Dataset records:
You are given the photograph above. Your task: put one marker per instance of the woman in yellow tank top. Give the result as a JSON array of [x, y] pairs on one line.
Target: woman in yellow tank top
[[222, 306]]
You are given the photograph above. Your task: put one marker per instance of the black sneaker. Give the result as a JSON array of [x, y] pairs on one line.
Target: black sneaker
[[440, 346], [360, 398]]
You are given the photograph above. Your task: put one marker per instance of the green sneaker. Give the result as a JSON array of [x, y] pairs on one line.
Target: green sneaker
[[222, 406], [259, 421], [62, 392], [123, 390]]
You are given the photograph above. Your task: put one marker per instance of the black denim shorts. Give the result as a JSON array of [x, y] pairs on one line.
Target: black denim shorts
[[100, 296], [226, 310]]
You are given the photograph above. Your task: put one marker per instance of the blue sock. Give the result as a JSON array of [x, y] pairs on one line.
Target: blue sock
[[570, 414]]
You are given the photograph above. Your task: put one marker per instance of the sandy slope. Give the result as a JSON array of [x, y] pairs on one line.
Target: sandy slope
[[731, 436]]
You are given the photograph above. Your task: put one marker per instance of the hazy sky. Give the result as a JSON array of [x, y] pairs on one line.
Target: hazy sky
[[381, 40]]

— ABOUT THIS EXERCISE —
Your task is to reproduce all the records above exactly as they appear.

— WORKED SOLUTION —
You are given the photograph above. Your task: put one marker per instance of the woman in yellow tank top. Give the result as a JSON array of [x, y] pairs on one line.
Target: woman in yellow tank top
[[222, 306]]
You are given the photograph above. Your task: put one marker per instance of the black sneaker. Give the result as a JSON array of [x, y] pairs on one line.
Target: black sneaker
[[440, 346], [360, 398]]
You are given the photograph above. Your task: put one marker per instance of the green sneaker. Give the result as a JSON array of [x, y] pairs on one line.
Target: green sneaker
[[222, 406], [259, 421], [62, 392], [123, 390]]
You are given the photograph above. Your task: put one marker per instance of the black denim shorts. Give the result as a JSON array of [x, y] pairs on one line.
Target: black denim shorts
[[100, 296], [226, 310]]
You are given the photograph above. Your task: put one marker per instance of the blue sock. Give the result as a JSON array of [x, y] pairs on one line.
Target: blue sock
[[570, 414]]
You are given the photograph above. Your task: put one marker per instance of the sandy slope. Give the result as a JSON array of [x, y] pairs on one line.
Target: sandy slope
[[731, 436]]
You are given the photograph above. Your task: put one marker per instance of the hazy sky. Give the result as a JSON array of [x, y] pairs on one line.
Target: hazy sky
[[381, 40]]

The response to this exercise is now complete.